(Beginning of RECORDS SHOWN)
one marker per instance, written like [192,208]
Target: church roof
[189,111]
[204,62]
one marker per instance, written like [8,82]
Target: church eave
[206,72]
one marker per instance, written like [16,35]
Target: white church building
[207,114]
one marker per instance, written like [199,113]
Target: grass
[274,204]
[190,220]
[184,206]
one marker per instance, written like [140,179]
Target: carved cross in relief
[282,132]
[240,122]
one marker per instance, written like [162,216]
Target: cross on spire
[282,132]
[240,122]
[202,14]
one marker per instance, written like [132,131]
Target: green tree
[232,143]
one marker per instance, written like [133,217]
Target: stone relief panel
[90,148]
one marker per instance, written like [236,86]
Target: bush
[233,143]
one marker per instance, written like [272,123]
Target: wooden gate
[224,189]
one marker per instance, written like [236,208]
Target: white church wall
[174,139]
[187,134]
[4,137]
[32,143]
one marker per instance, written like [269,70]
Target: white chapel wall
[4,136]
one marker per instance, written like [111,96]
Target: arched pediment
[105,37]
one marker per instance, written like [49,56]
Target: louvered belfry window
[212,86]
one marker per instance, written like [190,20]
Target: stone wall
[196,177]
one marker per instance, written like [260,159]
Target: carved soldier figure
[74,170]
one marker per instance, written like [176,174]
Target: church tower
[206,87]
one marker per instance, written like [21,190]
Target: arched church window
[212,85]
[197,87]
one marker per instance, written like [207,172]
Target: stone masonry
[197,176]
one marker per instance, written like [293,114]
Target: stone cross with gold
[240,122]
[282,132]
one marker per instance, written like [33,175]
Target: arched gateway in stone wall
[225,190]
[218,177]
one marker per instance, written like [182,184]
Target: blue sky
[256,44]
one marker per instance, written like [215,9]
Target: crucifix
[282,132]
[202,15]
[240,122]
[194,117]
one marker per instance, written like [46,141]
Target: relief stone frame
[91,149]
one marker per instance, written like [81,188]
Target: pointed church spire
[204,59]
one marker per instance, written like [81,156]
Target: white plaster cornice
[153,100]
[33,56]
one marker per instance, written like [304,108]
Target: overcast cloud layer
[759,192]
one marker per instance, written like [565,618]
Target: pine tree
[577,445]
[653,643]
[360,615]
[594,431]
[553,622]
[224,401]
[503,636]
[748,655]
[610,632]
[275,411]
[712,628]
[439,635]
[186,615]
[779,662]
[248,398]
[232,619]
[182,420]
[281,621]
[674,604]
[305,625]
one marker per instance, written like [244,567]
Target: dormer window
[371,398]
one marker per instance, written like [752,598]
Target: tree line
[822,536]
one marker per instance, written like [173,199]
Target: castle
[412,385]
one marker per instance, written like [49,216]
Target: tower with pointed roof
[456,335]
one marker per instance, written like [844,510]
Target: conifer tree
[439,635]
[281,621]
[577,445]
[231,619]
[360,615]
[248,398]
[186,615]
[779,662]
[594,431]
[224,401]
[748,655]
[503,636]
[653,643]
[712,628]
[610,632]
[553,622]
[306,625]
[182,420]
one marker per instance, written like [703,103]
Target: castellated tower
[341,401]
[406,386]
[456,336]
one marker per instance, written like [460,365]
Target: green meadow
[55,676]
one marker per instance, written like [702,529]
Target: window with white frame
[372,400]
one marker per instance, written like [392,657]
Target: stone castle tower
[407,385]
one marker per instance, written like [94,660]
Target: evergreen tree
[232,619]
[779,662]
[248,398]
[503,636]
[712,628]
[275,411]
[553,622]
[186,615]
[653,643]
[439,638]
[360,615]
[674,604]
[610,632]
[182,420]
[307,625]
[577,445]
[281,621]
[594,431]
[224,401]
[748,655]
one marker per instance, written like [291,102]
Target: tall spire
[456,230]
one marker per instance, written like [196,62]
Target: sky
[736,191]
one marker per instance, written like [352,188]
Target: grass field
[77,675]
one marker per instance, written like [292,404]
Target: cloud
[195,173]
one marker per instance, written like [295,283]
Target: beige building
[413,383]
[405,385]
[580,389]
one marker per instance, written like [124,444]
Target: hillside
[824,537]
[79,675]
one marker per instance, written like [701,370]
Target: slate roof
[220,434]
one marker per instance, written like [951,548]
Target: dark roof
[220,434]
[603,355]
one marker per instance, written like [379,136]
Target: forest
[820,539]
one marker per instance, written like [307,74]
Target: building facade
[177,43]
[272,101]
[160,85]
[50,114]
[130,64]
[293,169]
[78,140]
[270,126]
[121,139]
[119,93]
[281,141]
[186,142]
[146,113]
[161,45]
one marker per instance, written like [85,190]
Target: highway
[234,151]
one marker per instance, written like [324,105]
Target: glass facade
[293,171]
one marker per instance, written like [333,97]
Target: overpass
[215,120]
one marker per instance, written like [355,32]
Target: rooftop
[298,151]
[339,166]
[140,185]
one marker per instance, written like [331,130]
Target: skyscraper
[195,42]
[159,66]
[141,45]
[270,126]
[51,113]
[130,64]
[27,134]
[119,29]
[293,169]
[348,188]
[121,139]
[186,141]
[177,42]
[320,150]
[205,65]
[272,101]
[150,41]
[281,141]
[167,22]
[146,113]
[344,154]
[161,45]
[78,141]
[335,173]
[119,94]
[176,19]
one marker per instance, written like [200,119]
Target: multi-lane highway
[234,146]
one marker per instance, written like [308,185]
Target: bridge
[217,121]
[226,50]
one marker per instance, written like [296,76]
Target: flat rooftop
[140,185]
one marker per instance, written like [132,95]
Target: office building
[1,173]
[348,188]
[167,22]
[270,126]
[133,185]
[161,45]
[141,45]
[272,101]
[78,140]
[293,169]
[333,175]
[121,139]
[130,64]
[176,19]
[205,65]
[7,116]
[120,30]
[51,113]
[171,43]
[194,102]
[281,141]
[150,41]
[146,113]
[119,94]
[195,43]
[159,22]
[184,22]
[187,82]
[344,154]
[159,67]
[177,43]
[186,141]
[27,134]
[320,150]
(End of RECORDS SHOWN)
**EXERCISE INSTRUCTIONS**: Among the lines above, repeat exactly those from the line with "one marker per instance, written like [85,190]" to the line with "one marker per instance, written like [331,130]", counting both ends.

**EXERCISE OUTPUT**:
one marker per instance, written like [85,190]
Target: highway
[234,151]
one marker per instance, written like [324,105]
Target: glass facade
[293,171]
one marker per instance, written like [333,97]
Target: overpass
[215,120]
one marker per instance, written like [355,32]
Target: rooftop
[298,151]
[339,166]
[140,185]
one marker per instance, written like [331,130]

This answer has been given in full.